Your tasks –
[1] Output the passage of the cd-paranoia issue thread from "I use whipper" up to and including "imply anything useful?", with every word unchanged.
[2] Using the cd-paranoia issue thread, decide whether each statement agrees with it, answering yes or no and quoting the words that settle it: (a) The drive in use was a Samsung SH-S223L. (b) Removing the sample offset still left the transport error. (c) The CD tested was Mark O'Connor's "Heros".
[3] According to the cd-paranoia issue thread, at what percentage did whipper get stuck during ripping when the overread feature was being tested?

Text shown –
# # # #

Closed jtl999 closed 5 years ago

jtl999 commented 6 years ago

Drive: Samsung SH-S223L (flashed patched firmware years ago to remove DVD region code and riplock)

OS: Ubuntu 18.04 running in an LXC container due to avoid dependency problems on host, block device passthrough, this works.

CD tested: Mark O'Connor "Heros"

I use whipper to rip the CD's, but when testing the overread feature, after the last track of this disc, it would get stuck at ripping stage at 99%. I manually ran cd-paranoia with the same arguments as whipper used and it does rip the selected portion of the disc and then spits out "transport error" at the end.

Here was the command ran.

cd-paranoia --stderr-progress --sample-offset=6 --force-overread --force-cdrom-device /dev/sr0 14[00:00:00.00]-14[00:08:01.74] /tmp/tmpqeDioy.whipper.wav

If I remove the sample-offset there is no more transport error, but this imply anything useful?

Or is this whole issue implying my drive doesn't support --force-overread in the first place?

Thanks.

rocky commented 6 years ago

In issue #14 someone else reported a problem in using --sample-offset, and I think there is a problem in using --force-overread with --sample-offset.

That said, I really don't have a clue as to what the right thing to do here is. @enzo1982 @eshattow @a10footsquirrel ?

jtl999 commented 5 years ago

After much more reading...

Appears to some other sources the SH-S223X series of Samsung/TSSTCorp drives don't support overread, so if that's the case then I doubt libcdio-paranoia will be of help here.

rocky commented 5 years ago

Is there a way to detect whether a drive supports overread? Perhaps there is a MMC command you can send to the drive to have it report that it supports or doesn't support overread?

jtl999 commented 5 years ago

Don't know but there should be a way to detect if a drive supports overread in some form (EAC does it)

I know with the EAC tests for HTOA (similar) a yes is a maybe, a drive can return silence for a non-silent HTOA on a disc and EAC interprets it as supporting reading of HTOA but a no is a certain no.

# # # #

[Dataset entries]
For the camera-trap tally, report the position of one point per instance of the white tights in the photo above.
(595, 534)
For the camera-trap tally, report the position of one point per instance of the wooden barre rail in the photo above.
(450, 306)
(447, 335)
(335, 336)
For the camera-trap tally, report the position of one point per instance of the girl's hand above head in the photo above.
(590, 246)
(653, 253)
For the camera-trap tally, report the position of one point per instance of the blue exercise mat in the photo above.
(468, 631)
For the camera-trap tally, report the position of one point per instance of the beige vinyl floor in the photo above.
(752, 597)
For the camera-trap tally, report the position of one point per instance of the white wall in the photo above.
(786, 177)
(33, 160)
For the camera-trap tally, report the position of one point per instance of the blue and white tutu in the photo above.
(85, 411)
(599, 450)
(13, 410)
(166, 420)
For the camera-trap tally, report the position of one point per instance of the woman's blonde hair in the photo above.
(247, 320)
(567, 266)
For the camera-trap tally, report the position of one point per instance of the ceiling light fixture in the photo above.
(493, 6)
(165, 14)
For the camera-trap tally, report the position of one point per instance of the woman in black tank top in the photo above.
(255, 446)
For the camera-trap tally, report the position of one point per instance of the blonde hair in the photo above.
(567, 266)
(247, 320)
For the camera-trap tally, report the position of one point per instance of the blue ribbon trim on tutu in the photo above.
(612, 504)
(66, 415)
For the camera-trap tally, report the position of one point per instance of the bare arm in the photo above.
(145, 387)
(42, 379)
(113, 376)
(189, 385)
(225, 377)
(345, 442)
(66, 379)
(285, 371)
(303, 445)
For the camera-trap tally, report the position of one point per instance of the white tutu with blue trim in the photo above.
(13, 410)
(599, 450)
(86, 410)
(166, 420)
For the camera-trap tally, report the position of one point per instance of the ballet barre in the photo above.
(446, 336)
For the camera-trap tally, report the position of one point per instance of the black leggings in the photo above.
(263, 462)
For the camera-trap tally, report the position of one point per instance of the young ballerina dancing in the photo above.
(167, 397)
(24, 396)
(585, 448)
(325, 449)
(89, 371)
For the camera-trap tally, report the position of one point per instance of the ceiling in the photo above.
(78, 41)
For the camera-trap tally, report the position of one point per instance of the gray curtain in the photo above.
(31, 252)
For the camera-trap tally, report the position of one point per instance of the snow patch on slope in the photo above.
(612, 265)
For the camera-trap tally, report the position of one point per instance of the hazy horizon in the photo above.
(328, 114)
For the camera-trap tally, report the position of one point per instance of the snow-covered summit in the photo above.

# # # #

Answers to each task –
[1]
I use whipper to rip the CD's, but when testing the overread feature, after the last track of this disc, it would get stuck at ripping stage at 99%. I manually ran cd-paranoia with the same arguments as whipper used and it does rip the selected portion of the disc and then spits out "transport error" at the end.

Here was the command ran.

cd-paranoia --stderr-progress --sample-offset=6 --force-overread --force-cdrom-device /dev/sr0 14[00:00:00.00]-14[00:08:01.74] /tmp/tmpqeDioy.whipper.wav

If I remove the sample-offset there is no more transport error, but this imply anything useful?

[2]
(a) Yes: "Drive: Samsung SH-S223L"
(b) No: "If I remove the sample-offset there is no more transport error"
(c) Yes: "CD tested: Mark O'Connor "Heros""

[3] 99%